SOURCE INFORMATION ::
--*--

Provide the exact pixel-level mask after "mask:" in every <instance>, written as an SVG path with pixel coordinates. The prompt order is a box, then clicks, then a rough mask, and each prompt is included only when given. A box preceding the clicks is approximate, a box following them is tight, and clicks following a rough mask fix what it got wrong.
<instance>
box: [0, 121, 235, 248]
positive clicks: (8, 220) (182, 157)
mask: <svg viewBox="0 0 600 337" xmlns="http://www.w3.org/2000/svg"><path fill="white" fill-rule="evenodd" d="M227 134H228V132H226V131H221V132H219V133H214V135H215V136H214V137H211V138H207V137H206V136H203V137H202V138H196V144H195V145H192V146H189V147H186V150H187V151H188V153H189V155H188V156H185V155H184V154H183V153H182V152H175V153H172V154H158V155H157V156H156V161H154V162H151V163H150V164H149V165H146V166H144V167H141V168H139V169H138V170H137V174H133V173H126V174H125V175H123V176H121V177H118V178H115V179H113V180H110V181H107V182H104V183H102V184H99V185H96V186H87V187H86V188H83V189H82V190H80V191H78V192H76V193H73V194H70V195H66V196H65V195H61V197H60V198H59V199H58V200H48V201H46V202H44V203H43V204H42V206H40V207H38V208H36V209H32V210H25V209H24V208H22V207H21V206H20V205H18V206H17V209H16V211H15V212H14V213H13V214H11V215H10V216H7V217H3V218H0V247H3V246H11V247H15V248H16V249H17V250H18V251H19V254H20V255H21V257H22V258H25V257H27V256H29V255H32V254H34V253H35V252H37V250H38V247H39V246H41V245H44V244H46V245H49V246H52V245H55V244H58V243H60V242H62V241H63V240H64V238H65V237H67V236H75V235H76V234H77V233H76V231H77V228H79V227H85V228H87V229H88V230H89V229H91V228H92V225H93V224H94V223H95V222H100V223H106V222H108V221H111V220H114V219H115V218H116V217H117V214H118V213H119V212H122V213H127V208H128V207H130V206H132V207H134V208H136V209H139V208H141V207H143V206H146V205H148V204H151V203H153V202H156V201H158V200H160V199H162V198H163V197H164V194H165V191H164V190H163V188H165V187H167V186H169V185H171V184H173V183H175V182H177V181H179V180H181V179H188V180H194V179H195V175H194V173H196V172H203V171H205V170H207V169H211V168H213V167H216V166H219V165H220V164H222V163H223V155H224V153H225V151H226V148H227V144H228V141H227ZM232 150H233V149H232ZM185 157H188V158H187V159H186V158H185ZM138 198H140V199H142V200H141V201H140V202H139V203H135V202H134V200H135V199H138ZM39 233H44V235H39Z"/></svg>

--*--

REQUIREMENT :: Word for word, restate all of the entries.

RESULT BELOW ::
Provide the exact pixel-level mask after "mask:" in every <instance>, written as an SVG path with pixel coordinates. The prompt order is a box, then clicks, then a rough mask, and each prompt is included only when given. A box preceding the clicks is approximate, a box following them is tight, and clicks following a rough mask fix what it got wrong.
<instance>
box: [0, 121, 235, 248]
positive clicks: (8, 220) (182, 157)
mask: <svg viewBox="0 0 600 337" xmlns="http://www.w3.org/2000/svg"><path fill="white" fill-rule="evenodd" d="M227 134H228V132H226V131H221V132H219V133H214V135H215V136H214V137H211V138H207V137H206V136H203V137H202V138H196V144H195V145H192V146H189V147H186V150H187V151H188V153H189V155H188V156H185V155H184V154H183V153H182V152H175V153H172V154H158V155H157V156H156V161H154V162H151V163H150V164H149V165H146V166H144V167H141V168H139V169H138V170H137V174H133V173H126V174H125V175H123V176H121V177H118V178H115V179H113V180H110V181H107V182H104V183H102V184H99V185H96V186H87V187H86V188H83V189H82V190H80V191H78V192H76V193H73V194H70V195H66V196H65V195H61V197H60V198H59V199H58V200H48V201H46V202H44V203H43V204H42V206H40V207H38V208H36V209H32V210H25V209H24V208H22V207H21V206H20V205H18V206H17V209H16V211H15V212H14V213H13V214H11V215H10V216H7V217H3V218H0V247H3V246H11V247H15V248H16V249H17V250H18V251H19V254H20V255H21V257H22V258H25V257H27V256H29V255H32V254H34V253H35V252H37V250H38V247H39V246H41V245H44V244H46V245H49V246H52V245H55V244H58V243H60V242H62V241H63V240H64V238H65V237H67V236H75V235H76V234H77V233H76V231H77V228H79V227H85V228H87V229H88V230H89V229H91V228H92V225H93V224H94V223H95V222H100V223H106V222H108V221H111V220H114V219H115V218H116V217H117V214H118V213H119V212H122V213H127V208H128V207H130V206H132V207H134V208H136V209H139V208H141V207H143V206H146V205H148V204H151V203H153V202H156V201H158V200H160V199H162V198H163V197H164V194H165V191H164V190H163V188H165V187H167V186H169V185H171V184H173V183H175V182H177V181H179V180H181V179H188V180H194V179H195V175H194V173H196V172H203V171H205V170H207V169H211V168H213V167H216V166H219V165H220V164H222V163H223V155H224V153H225V151H226V148H227V144H228V141H227ZM232 150H233V149H232ZM185 157H188V158H187V159H186V158H185ZM138 198H140V199H142V200H141V201H140V202H139V203H135V202H134V200H135V199H138ZM39 233H44V235H39Z"/></svg>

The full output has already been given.